**Requirements:**
Rewrite the data below with every "bounding box" changed to "frame" and nothing else altered.

(Data on locating named things)

╔══

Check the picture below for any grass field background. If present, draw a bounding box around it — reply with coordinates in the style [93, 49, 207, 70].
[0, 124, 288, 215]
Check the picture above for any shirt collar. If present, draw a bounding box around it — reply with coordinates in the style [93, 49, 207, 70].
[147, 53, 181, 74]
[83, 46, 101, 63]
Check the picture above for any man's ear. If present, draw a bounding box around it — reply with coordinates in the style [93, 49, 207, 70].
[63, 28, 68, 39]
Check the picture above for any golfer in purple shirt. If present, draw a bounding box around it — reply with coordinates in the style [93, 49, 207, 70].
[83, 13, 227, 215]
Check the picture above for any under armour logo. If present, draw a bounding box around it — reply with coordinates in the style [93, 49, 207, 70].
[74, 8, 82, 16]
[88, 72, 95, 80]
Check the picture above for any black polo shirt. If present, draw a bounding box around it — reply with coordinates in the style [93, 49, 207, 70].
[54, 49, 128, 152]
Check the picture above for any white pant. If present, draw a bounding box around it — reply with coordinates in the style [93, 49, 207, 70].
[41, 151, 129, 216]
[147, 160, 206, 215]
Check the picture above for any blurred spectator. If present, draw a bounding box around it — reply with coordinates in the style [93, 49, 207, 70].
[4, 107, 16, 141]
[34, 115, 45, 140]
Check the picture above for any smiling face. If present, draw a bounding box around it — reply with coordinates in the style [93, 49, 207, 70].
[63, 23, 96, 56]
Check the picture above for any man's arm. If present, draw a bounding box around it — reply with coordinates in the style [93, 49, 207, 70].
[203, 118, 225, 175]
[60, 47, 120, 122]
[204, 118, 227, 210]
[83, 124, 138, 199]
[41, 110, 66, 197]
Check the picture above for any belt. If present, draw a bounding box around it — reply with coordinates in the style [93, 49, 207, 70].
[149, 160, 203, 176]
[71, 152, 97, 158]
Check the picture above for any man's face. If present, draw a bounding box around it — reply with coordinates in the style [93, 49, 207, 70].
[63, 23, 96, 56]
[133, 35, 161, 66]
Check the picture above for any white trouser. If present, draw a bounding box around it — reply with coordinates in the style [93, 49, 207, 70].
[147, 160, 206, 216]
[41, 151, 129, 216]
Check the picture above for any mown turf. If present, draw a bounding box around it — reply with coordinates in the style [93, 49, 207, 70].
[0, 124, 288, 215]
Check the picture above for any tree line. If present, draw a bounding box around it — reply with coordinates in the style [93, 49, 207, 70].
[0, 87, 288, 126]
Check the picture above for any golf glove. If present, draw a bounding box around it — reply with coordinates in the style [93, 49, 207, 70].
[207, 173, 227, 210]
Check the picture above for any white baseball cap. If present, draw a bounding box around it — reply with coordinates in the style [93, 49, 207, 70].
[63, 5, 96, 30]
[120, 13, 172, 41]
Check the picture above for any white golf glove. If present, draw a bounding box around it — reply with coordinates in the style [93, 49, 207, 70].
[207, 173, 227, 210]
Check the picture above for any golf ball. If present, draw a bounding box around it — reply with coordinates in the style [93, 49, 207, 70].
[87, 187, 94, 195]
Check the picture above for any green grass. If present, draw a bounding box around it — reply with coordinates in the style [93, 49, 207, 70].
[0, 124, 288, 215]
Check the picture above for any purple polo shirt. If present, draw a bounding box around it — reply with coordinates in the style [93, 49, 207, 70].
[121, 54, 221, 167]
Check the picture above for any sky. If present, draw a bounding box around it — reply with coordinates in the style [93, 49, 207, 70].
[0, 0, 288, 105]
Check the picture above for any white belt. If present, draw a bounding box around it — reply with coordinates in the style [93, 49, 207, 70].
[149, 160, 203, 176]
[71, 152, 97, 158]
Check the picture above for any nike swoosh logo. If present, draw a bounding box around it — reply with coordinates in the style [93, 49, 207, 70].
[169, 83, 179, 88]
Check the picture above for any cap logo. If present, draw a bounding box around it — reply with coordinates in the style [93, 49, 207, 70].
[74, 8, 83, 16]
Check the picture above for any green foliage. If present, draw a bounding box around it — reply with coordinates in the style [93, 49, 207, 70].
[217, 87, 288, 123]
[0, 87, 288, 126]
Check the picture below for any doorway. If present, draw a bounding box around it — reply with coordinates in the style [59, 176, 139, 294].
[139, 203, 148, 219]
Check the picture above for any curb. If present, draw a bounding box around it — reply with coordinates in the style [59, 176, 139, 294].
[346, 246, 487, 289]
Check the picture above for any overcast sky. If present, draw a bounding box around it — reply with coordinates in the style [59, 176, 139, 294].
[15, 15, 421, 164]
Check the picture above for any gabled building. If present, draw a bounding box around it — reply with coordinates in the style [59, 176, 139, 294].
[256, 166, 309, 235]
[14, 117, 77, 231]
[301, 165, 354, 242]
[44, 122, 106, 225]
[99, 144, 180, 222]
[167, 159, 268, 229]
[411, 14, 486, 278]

╚══

**Result of the task:**
Check the picture below for any grass field background. If present, draw a frame around it — reply with coordinates in the style [93, 49, 207, 70].
[0, 124, 288, 215]
Check the picture above for any shirt collar. If present, draw a frame around it — reply with coordinates in the style [93, 49, 207, 70].
[147, 53, 181, 74]
[83, 46, 101, 63]
Check the picture above for any man's ear. If present, draw a frame around it — reply with coordinates in the style [93, 49, 207, 70].
[63, 28, 68, 39]
Check the picture above for any golfer in purple shirt. If present, draw a frame around it — reply with coordinates in the style [93, 49, 207, 70].
[83, 13, 227, 215]
Check the picture above for any under armour logo. If present, draw a frame around it — reply with coordinates in the style [93, 49, 207, 70].
[74, 8, 82, 16]
[88, 72, 95, 80]
Check the picture above for any black polo shirt. If present, draw a frame around it — reply with coordinates in the style [93, 49, 207, 70].
[54, 49, 128, 152]
Check the picture above for any white pant. If present, draw a frame around it — reply with coordinates in the style [93, 49, 207, 70].
[41, 151, 129, 216]
[147, 160, 206, 215]
Check the picture above for any blurred spectator. If present, draw a frame around it — reply with coordinates in the style [93, 49, 207, 70].
[4, 107, 16, 141]
[34, 115, 45, 140]
Check the picture above for any smiling face. If present, draw a frame around it — reply with coordinates in the style [93, 49, 207, 70].
[63, 23, 96, 56]
Check the picture above for any man's arm. If present, draw a frame around it — reply with coordinates in the style [93, 49, 207, 70].
[203, 118, 225, 175]
[60, 47, 120, 122]
[204, 118, 227, 210]
[83, 124, 138, 199]
[41, 110, 66, 197]
Check the picture above for any belt. If present, draw a frame around it — reply with coordinates in the style [93, 49, 207, 70].
[149, 160, 203, 176]
[71, 152, 97, 158]
Check the picture above for any man's face. If present, draw a frame around it — reply with coordinates in the style [93, 49, 207, 70].
[63, 23, 96, 56]
[133, 35, 161, 66]
Check the picture above for any white trouser. If present, draw a frame around it — reply with coordinates in the style [93, 49, 207, 70].
[147, 160, 206, 216]
[41, 151, 129, 216]
Check the picture above for any mown turf. If present, draw a frame around it — reply with coordinates in the style [93, 49, 207, 70].
[0, 124, 288, 215]
Check the picture above for any tree line. If present, draw a frame around it — reply with coordinates in the style [93, 49, 207, 70].
[0, 87, 288, 126]
Check the picture above for any golf glove. If present, draw a frame around it — reply with coordinates in the style [93, 49, 207, 70].
[207, 173, 227, 210]
Check the picture above for any white baseball cap. If present, draw a frame around it — reply with coordinates in the style [93, 49, 207, 70].
[63, 5, 96, 30]
[120, 13, 172, 41]
Check the picture above for any white golf glove. If present, draw a frame around it — reply with coordinates in the style [93, 49, 207, 70].
[207, 173, 227, 210]
Check the picture above for any golf ball. If present, draw a frame around it — reply with coordinates in the style [93, 49, 207, 70].
[87, 187, 94, 195]
Check the picture above for any green grass. If present, draw a frame around it — reply with coordinates in the style [93, 49, 207, 70].
[0, 124, 288, 215]
Check the picture above for any purple polo shirt. If present, draw a frame around it — reply with coordinates in the style [93, 49, 207, 70].
[121, 54, 221, 167]
Check the picture above for any sky. If present, draw a frame around it — reply with coordinates in the style [93, 49, 207, 70].
[0, 0, 288, 105]
Check the picture above for any white belt. If present, draw a frame around it — reply with coordinates in the style [93, 49, 207, 70].
[149, 160, 203, 176]
[71, 152, 97, 158]
Check the picture above for any nike swoosh logo. If present, draw a frame around it — reply with coordinates in the style [93, 49, 207, 70].
[169, 83, 179, 88]
Check the picture above for any cap logo. If present, draw a frame around it — reply with coordinates in the style [93, 49, 207, 70].
[74, 8, 83, 16]
Check the picture above for any green foliage. If present, draw a frame around it — reply with coordinates in the style [93, 49, 207, 70].
[217, 87, 288, 123]
[0, 87, 288, 126]
Check the picture below for any doorway. If present, draw a frame around it — reply with coordinates in the style [59, 176, 139, 294].
[139, 203, 148, 219]
Check the picture above for any curb. If present, draw a frame around it — reply with coordinates in the style [59, 176, 139, 294].
[346, 246, 487, 289]
Check the picture above for any overcast sky. If present, draw a frame around it — reply with coordinates in the style [59, 176, 139, 294].
[15, 15, 421, 164]
Check the picture above for any gabled building. If present, draw a frame around it — reply with coordinates in the style [59, 176, 139, 294].
[256, 166, 309, 235]
[14, 117, 77, 231]
[301, 165, 354, 242]
[44, 122, 106, 225]
[99, 144, 180, 222]
[167, 159, 268, 229]
[411, 14, 486, 278]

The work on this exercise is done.